EXCERPT PROVIDED →

[dpdk-dev] bus/pci: forbid VA as IOVA mode if IOMMU address width too small

Message ID 20180108135127.25869-1-maxime.coquelin@redhat.com (mailing list archive)
State Superseded, archived
Delegated to: Thomas Monjalon
Headers

Checks

Context Check Description
ci/checkpatch success coding style OK
ci/Intel-compilation fail Compilation issues

Commit Message

Maxime Coquelin Jan. 8, 2018, 1:51 p.m. UTC
  Intel VT-d supports different address widths for the IOVAs, from
39 bits to 56 bits.

While recent processors support at least 48 bits, VT-d emulation
currently only supports 39 bits. It makes DMA mapping to fail in this
case when using VA as IOVA mode, as user-space virtual addresses uses
up to 47 bits (see kernel's Documentation/x86/x86_64/mm.txt).

This patch parses VT-d CAP register value available in sysfs, and
forbid VA as IOVA mode if the GAW is 39 bits or unknown.

Fixes: f37dfab21c98 ("drivers/net: enable IOVA mode for Intel PMDs")

Cc: stable@dpdk.org
Signed-off-by: Maxime Coquelin <maxime.coquelin@redhat.com>
---
Hi,

I'm not super happy with the patch as it does platform specific things in
generic code, but there are no placeholder for IOMMU/VT-d at the moment.

As this patch is to be backported to v17.11 LTS, it cannot be a big rework.

If you have some suggestion to improve it, please let me know.

The fix is quite urgent, as guest device assignment with vIOMMU is broken in
mainline & v17.11 LTS.

Advantage of this fix over forbidding VA as IOVA when running in emulation is
that VT-d emulation will soon support 48 bits, so this is future proof. Also,
VT-d spec supports 39 bits, so we could have physical CPUs supporting it, even
if I don't know any.

Thanks,
Maxime

 drivers/bus/pci/linux/pci.c | 98 ++++++++++++++++++++++++++++++++++++++++-----
 1 file changed, 89 insertions(+), 9 deletions(-)

PROBLEMS TO WORK ON →
#1 In the patch message above, recast the paragraph beginning "While recent processors support" as a short bulleted list that keeps its main facts.
#2 Count the lines in the rows below that contain the word "prohibition", and reply with only that number.

EXTRACTED ENTRIES →

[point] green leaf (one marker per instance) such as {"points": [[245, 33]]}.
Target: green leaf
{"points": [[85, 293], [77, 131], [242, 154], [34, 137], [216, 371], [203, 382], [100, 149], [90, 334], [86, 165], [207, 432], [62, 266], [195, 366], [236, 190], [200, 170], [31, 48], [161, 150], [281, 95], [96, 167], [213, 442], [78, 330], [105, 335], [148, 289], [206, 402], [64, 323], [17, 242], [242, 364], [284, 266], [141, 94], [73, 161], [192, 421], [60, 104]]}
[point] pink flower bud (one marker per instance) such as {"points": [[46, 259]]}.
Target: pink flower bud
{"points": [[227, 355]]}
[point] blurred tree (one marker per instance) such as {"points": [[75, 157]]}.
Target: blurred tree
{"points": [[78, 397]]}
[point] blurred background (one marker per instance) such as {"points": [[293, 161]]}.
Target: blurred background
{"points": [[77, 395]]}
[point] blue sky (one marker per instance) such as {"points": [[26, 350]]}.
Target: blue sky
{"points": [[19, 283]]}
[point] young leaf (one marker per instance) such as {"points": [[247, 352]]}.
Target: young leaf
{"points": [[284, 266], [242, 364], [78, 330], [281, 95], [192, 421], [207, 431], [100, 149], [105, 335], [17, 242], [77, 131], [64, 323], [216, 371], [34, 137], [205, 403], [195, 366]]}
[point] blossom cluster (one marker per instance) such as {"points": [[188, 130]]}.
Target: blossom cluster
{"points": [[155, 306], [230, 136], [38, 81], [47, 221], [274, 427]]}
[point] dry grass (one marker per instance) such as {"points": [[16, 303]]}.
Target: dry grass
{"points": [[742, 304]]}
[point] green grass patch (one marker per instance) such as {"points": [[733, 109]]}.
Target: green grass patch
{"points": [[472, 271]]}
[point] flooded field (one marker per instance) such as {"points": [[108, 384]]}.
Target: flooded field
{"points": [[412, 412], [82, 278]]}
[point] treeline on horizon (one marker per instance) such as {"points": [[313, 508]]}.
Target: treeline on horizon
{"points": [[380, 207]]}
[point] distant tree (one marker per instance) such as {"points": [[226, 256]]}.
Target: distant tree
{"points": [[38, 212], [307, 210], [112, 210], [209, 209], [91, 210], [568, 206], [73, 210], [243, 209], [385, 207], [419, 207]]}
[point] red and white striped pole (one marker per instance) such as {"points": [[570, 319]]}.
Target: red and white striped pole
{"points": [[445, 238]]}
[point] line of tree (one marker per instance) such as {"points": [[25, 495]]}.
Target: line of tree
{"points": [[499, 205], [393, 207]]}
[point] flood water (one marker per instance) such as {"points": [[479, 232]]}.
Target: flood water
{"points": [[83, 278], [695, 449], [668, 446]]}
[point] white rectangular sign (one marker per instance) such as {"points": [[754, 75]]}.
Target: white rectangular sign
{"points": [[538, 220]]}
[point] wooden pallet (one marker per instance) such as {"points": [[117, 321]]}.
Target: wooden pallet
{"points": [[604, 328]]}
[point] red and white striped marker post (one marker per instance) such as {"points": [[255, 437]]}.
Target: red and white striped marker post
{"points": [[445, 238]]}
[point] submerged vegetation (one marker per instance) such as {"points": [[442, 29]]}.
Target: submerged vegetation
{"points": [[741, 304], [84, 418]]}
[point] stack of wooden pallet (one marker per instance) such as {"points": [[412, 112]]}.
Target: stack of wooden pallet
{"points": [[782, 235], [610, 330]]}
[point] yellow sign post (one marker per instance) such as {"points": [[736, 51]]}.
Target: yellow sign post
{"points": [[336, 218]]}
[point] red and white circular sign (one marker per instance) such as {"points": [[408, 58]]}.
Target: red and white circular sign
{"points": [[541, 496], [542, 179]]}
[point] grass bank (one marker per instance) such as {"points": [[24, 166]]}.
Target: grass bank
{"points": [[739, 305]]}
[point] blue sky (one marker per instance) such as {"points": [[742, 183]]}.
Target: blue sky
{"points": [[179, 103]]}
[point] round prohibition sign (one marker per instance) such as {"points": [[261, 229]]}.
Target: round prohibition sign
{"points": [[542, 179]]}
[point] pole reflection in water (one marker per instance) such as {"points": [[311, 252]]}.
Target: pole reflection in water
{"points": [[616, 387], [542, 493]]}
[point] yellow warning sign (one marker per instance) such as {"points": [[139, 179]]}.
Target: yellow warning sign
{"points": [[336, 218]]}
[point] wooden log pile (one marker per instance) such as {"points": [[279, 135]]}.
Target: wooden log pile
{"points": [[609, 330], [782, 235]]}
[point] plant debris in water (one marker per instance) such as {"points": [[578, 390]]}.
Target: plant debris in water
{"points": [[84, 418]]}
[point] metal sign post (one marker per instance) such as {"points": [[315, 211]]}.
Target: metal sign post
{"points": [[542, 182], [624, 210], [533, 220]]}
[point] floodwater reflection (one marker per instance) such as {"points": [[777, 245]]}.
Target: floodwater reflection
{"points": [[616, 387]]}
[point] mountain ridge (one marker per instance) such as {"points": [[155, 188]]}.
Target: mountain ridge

ANSWERS GIVEN →
#1
- Recent processors support at least 48 bits, but VT-d emulation currently supports only 39 bits.
- In VA as IOVA mode, this causes DMA mapping to fail.
- User-space virtual addresses use up to 47 bits (see the kernel's Documentation/x86/x86_64/mm.txt).

#2 2